-- START OF Material for this exercise --

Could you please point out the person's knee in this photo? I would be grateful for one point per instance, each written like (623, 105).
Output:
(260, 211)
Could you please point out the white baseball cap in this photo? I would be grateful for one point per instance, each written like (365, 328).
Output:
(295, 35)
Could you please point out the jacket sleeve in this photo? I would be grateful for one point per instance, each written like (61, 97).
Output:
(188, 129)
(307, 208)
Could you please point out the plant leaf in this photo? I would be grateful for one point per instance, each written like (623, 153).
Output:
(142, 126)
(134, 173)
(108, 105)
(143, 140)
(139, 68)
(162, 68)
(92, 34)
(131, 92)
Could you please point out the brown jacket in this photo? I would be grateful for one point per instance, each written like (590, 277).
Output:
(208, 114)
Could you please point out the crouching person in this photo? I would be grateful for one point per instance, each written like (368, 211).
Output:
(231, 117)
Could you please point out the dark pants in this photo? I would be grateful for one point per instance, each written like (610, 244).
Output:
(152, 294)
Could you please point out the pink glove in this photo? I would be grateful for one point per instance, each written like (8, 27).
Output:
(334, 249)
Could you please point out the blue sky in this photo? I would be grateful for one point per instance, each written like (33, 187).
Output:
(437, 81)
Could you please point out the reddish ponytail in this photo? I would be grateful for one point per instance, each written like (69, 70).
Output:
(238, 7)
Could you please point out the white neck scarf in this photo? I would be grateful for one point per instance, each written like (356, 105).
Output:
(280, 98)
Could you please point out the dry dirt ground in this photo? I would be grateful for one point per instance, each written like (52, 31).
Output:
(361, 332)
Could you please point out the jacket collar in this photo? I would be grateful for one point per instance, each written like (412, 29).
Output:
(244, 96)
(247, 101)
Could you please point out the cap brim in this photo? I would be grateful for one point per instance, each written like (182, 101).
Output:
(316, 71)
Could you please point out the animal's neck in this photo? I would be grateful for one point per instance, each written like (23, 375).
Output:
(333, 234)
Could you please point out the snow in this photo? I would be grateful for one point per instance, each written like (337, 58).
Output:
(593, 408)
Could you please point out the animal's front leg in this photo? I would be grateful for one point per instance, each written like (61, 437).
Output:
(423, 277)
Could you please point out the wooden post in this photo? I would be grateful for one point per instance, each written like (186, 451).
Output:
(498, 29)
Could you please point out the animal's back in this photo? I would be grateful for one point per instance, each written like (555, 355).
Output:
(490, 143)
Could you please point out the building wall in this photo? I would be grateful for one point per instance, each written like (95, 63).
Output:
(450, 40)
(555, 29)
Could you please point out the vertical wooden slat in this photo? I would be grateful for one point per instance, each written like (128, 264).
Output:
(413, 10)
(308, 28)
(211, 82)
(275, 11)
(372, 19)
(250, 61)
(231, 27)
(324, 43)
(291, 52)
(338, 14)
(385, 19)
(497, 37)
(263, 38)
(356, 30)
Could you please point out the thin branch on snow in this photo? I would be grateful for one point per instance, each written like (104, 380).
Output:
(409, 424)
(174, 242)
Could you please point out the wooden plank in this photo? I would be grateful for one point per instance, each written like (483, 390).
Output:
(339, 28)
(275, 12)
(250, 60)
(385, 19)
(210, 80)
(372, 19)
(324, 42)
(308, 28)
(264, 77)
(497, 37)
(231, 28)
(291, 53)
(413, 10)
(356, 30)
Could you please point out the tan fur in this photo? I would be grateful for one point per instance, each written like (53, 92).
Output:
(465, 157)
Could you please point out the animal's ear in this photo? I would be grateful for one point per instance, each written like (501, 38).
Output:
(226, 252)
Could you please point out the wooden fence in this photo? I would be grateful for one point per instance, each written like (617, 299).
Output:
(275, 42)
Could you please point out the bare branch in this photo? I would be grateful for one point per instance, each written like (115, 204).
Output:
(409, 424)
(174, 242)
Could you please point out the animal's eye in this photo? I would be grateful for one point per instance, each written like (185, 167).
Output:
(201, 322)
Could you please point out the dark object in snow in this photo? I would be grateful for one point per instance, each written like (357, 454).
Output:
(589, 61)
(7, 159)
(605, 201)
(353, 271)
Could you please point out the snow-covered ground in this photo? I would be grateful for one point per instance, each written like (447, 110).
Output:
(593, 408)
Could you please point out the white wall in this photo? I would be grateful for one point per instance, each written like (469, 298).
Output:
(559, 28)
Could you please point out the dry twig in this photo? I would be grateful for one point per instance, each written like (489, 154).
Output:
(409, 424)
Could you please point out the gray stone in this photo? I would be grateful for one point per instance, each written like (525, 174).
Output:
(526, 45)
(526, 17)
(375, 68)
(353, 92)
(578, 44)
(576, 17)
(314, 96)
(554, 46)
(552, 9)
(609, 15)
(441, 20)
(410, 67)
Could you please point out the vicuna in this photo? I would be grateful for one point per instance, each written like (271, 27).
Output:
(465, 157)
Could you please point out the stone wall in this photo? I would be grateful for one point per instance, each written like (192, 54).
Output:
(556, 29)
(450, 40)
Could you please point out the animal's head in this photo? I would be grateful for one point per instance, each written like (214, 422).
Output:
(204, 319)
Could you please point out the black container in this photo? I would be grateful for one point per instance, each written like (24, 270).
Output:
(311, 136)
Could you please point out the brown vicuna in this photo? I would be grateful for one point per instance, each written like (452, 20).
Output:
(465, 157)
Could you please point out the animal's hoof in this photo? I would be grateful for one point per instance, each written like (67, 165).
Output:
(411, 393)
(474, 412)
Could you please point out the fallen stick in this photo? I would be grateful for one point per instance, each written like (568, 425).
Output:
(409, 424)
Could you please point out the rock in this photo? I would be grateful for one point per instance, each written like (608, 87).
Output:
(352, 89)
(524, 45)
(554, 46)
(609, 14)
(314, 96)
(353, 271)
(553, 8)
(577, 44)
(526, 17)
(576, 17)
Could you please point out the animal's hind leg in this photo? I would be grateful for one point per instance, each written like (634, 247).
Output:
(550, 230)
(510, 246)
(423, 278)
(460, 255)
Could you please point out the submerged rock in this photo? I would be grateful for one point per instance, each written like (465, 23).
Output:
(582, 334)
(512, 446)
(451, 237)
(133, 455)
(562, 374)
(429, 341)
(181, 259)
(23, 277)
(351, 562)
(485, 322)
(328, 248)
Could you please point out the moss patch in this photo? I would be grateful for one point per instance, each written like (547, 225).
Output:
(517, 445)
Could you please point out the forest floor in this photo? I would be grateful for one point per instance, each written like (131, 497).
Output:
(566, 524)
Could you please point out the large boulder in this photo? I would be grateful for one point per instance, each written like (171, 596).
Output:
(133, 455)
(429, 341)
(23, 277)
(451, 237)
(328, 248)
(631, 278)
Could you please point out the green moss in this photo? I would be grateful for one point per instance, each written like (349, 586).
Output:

-- END OF Material for this exercise --

## Direction
Change every "grateful" in these lines to "thankful", leaving the rest of each line as it is.

## Result
Could you please point out the person's knee in this photo? I would be thankful for one point per instance, each written like (623, 105).
Output:
(260, 211)
Could you please point out the white baseball cap in this photo? I would be thankful for one point per instance, each written like (365, 328).
Output:
(295, 35)
Could you please point out the jacket sleeve in this photo? I would be thankful for one point per instance, each written like (61, 97).
Output:
(188, 129)
(307, 208)
Could you please point out the plant leaf in this photo? I would be thankful for one point per instance, each written like (623, 153).
Output:
(142, 126)
(134, 173)
(108, 105)
(143, 140)
(139, 68)
(162, 68)
(92, 34)
(131, 92)
Could you please point out the brown jacket in this photo? I would be thankful for one point per instance, each written like (590, 277).
Output:
(208, 114)
Could you please point out the crouching person in this photo? I would be thankful for one point per instance, each written like (368, 211).
Output:
(231, 117)
Could you please point out the dark pants in this photo? I would be thankful for one point per instance, each written like (610, 244).
Output:
(152, 294)
Could you please point out the pink glove in this photo? I would be thankful for one point per instance, each written like (8, 27).
Output:
(334, 249)
Could you please point out the blue sky in this photo? I would be thankful for one point per instance, each written like (33, 187).
Output:
(437, 81)
Could you please point out the reddish ponytail in this photo? I would be thankful for one point per instance, each written like (69, 70).
Output:
(238, 7)
Could you please point out the white neck scarf in this photo? I would be thankful for one point per instance, each written like (356, 105).
Output:
(280, 98)
Could you please point out the dry dirt ground in this photo? I would be thankful for one point per instance, each written like (52, 31).
Output:
(361, 332)
Could you please point out the jacket collar in this photo? I would be thankful for one point per instance, each written like (412, 29).
Output:
(244, 96)
(247, 101)
Could you please point out the cap brim in this photo? I would be thankful for one point per instance, each written like (182, 101).
Output:
(316, 71)
Could you please point out the animal's neck in this photo? I would be thankful for one point per instance, each written like (23, 375).
Output:
(333, 234)
Could you please point out the snow in this photo? I would be thankful for one point per instance, each written like (337, 58).
Output:
(593, 408)
Could you please point out the animal's front leg in this photo? I would be thankful for one point per instance, each written like (61, 437).
Output:
(423, 277)
Could you please point out the wooden post in this photo? I would be thankful for one point per instance, each written like (186, 451).
Output:
(498, 29)
Could you please point out the animal's back in this photo? I would be thankful for one point per instance, each written like (555, 355).
Output:
(490, 143)
Could you please point out the building wall in this photo? I would be thankful for one point per instance, each written like (95, 63).
Output:
(450, 40)
(555, 29)
Could you please point out the vertical wooden slat in this photo? I would be thankful for one point per instance, each written like (128, 264).
Output:
(413, 10)
(308, 28)
(211, 82)
(275, 11)
(372, 19)
(250, 61)
(231, 27)
(324, 43)
(291, 52)
(338, 14)
(385, 19)
(497, 37)
(263, 38)
(356, 30)
Could you please point out the thin branch on snow in this photo? I would be thankful for one point per instance, each written like (104, 380).
Output:
(409, 424)
(174, 242)
Could you please point out the wooden plank in this photo? I would be thankful for one point per instance, each written like (483, 390).
Output:
(339, 28)
(275, 12)
(250, 60)
(385, 19)
(210, 80)
(372, 19)
(324, 42)
(308, 28)
(264, 77)
(497, 37)
(231, 28)
(291, 53)
(413, 10)
(356, 30)
Could you please point out the tan fur in this photo? I would be thankful for one point per instance, each written like (53, 92).
Output:
(465, 157)
Could you please point out the animal's ear in this photo? I would be thankful for one point per instance, each written like (501, 38).
Output:
(226, 252)
Could you please point out the wooden fence in this photo? I would be thankful for one point per instance, each written like (617, 299).
Output:
(275, 42)
Could you please point out the bare branch in this photo? I would be thankful for one point per instance, each written like (115, 204).
Output:
(409, 424)
(174, 242)
Could you please point out the animal's eye in this photo? I would be thankful for one point per instance, each written like (185, 167).
Output:
(201, 322)
Could you please point out the dark object in snow in this photo? I would be thankful for one point per instance, each written like (357, 454).
Output:
(589, 61)
(7, 159)
(605, 201)
(353, 271)
Could you please point out the snow-covered ground in this photo? I would be thankful for one point per instance, each written like (447, 110).
Output:
(593, 408)
Could you please point out the white wall in this photo? I would be thankful for one point per instance, each written like (469, 298).
Output:
(559, 28)
Could you please point out the dry twig in this photo? I would be thankful for one point per instance, each written like (489, 154).
Output:
(409, 424)
Could you please point out the gray stone in this photo? I would be thankful for one point per instance, each written like (525, 174).
Output:
(526, 45)
(526, 17)
(375, 68)
(353, 92)
(578, 44)
(576, 17)
(314, 96)
(554, 46)
(552, 9)
(609, 15)
(441, 20)
(410, 67)
Could you please point out the vicuna in this photo? I would be thankful for one point per instance, each written like (271, 27).
Output:
(465, 157)
Could you please point out the stone wall in this photo? I would be thankful for one point per instance, each written like (192, 54).
Output:
(556, 29)
(450, 40)
Could you please point out the animal's head in this photo? I would be thankful for one point per instance, each written like (214, 422).
Output:
(204, 319)
Could you please point out the black container in this photo? I would be thankful for one point per instance, each written like (24, 270).
Output:
(311, 136)
Could you please point out the brown vicuna in this photo? I would be thankful for one point per instance, each written like (452, 20).
Output:
(465, 157)
Could you please point out the animal's hoof in this photo? I would be thankful for one point per instance, each written like (67, 165).
Output:
(411, 393)
(474, 412)
Could you please point out the fallen stick in this photo? I would be thankful for one point per instance, each written like (568, 425).
Output:
(409, 424)
Could you please point out the rock in this photo? I would be thankful for one point per instance, each written like (608, 87).
Output:
(352, 89)
(524, 45)
(554, 46)
(609, 14)
(314, 96)
(353, 271)
(553, 8)
(577, 44)
(526, 17)
(576, 17)
Could you please point out the animal's hind leg in this photo? I would be thankful for one point per instance, each written like (634, 247).
Output:
(550, 230)
(510, 246)
(423, 278)
(460, 255)
Could you please point out the submerged rock in this photo? I would be thankful for one point per instance, each written like (465, 23).
Output:
(582, 334)
(512, 446)
(451, 237)
(133, 455)
(562, 374)
(429, 341)
(181, 259)
(23, 277)
(351, 562)
(485, 322)
(328, 248)
Could you please point out the moss patch in this photo? I would be thankful for one point per instance, each written like (547, 225).
Output:
(517, 445)
Could you please point out the forest floor in this photo? I would be thankful for one point per instance, each written like (131, 497).
Output:
(566, 524)
Could you please point out the large boulder in this photo? I would be thankful for one point per instance, each written like (171, 596).
Output:
(133, 455)
(429, 341)
(23, 277)
(451, 237)
(328, 248)
(631, 278)
Could you please point out the green moss in this photo? I would be thankful for one point per instance, each written like (349, 586).
Output:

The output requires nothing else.